Selected text
- - - -
Streamable? Disney/National Geographic give us a “Right Stuff” that’s all wrong

Tom Wolfe began his book about the early days of the U.S. manned space program “The Right Stuff” with an observation and an explanation.

At the time he was reporting it, you could get on a jetliner from most any American airline and the comforting, laid-back drawl from the cockpit — “This’s your captain speakin’.” — always seemed to have a touch of West Virginia about it.

Every pilot making a living flying was emulating, in Wolfe’s ears, Chuck Yeager, the American test pilot who broke the sound barrier. Yeager, played by Sam Shepard in the 1983 film adaptation of the book, was the embodiment of its title — laconic, never-panicking, a working class professional and nobody’s idea of a showboat or publicity hound. He was an American archetype, and the fact that he wasn’t one of those chosen to be America’s first astronauts was both an injustice and of less consequence than you’d think.

Because he was the role model for every member of the Mercury Seven, test pilots chosen to be “Spam in a can” for America’s impulsively conceived, desperately undertaken space program. These were macho types disinclined to lose their cool, “Maintaining an even strain” under the most terrifying work conditions of their day, just like their idol, Yeager.
- - - -
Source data

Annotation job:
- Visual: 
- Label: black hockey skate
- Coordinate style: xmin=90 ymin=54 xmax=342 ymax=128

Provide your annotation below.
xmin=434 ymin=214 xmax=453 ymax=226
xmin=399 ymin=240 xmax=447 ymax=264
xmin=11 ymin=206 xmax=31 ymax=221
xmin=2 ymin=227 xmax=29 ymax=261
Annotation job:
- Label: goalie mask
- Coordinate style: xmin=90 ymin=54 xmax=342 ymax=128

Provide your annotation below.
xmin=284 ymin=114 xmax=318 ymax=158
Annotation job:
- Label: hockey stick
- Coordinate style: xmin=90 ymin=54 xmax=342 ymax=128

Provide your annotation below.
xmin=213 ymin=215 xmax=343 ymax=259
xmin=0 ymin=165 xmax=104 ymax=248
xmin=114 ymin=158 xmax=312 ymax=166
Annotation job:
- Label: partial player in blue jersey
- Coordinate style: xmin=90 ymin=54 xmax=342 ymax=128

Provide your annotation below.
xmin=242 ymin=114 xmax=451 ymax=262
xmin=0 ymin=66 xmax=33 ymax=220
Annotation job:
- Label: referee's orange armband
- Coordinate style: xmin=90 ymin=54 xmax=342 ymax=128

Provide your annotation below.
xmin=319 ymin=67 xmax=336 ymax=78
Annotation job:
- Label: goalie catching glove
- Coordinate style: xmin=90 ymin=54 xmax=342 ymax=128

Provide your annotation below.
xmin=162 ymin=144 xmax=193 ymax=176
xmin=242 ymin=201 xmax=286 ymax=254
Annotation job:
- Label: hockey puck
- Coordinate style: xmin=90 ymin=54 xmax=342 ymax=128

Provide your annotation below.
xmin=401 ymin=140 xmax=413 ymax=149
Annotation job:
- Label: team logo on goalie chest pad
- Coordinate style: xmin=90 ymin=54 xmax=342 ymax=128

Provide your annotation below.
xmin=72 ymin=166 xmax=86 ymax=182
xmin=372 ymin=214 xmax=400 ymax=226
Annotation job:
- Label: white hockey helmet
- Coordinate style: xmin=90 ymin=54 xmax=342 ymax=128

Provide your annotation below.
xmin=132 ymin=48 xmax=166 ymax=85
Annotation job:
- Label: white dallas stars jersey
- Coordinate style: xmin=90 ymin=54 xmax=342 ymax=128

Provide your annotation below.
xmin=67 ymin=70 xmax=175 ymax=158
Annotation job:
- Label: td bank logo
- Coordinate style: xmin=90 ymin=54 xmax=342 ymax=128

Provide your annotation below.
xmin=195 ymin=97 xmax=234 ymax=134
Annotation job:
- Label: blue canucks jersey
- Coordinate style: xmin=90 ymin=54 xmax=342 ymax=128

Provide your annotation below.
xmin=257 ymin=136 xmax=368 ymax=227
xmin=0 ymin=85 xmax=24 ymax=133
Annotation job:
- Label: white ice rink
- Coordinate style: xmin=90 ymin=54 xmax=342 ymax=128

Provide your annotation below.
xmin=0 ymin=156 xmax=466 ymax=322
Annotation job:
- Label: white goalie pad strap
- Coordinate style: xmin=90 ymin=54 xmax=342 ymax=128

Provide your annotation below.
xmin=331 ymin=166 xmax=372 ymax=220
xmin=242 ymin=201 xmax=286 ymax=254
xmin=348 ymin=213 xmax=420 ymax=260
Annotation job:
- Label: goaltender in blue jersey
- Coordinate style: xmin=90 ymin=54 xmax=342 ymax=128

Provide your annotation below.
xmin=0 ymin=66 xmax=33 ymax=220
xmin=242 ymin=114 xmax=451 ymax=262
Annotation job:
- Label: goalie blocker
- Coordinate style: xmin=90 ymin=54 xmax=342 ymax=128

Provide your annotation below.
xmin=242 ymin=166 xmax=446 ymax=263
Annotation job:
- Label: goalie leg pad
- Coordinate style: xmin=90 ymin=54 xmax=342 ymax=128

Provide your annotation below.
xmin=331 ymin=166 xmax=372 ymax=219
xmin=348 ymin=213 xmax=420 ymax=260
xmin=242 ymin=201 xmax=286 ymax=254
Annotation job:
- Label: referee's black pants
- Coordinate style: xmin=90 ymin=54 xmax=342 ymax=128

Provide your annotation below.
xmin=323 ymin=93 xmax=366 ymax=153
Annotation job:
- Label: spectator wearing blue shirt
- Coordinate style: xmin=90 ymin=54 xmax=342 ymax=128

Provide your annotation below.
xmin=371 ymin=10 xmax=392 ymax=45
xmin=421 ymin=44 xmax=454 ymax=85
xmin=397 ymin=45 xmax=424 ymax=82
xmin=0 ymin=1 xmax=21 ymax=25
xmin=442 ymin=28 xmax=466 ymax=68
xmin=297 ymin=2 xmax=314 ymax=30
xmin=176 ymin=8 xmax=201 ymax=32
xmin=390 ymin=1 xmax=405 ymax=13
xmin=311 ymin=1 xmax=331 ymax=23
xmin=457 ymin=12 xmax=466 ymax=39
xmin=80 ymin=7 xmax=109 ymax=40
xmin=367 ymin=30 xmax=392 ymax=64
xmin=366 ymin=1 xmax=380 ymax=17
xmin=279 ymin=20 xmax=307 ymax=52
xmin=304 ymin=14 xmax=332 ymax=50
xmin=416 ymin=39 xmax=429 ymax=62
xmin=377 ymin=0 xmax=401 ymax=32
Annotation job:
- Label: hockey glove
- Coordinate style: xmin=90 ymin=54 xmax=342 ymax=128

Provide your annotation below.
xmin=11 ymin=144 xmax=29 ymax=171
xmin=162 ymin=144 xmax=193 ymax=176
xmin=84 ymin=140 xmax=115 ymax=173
- - - -
Answer these questions using the article on "The Right Stuff":
1. According to the article, what place did the airline captains' drawl always seem to have a touch of?
2. Who played Chuck Yeager in the 1983 film adaptation?
3. What phrase describes what the Mercury Seven test pilots were chosen to be?

Answer in full
1. West Virginia.
2. Sam Shepard.
3. "Spam in a can."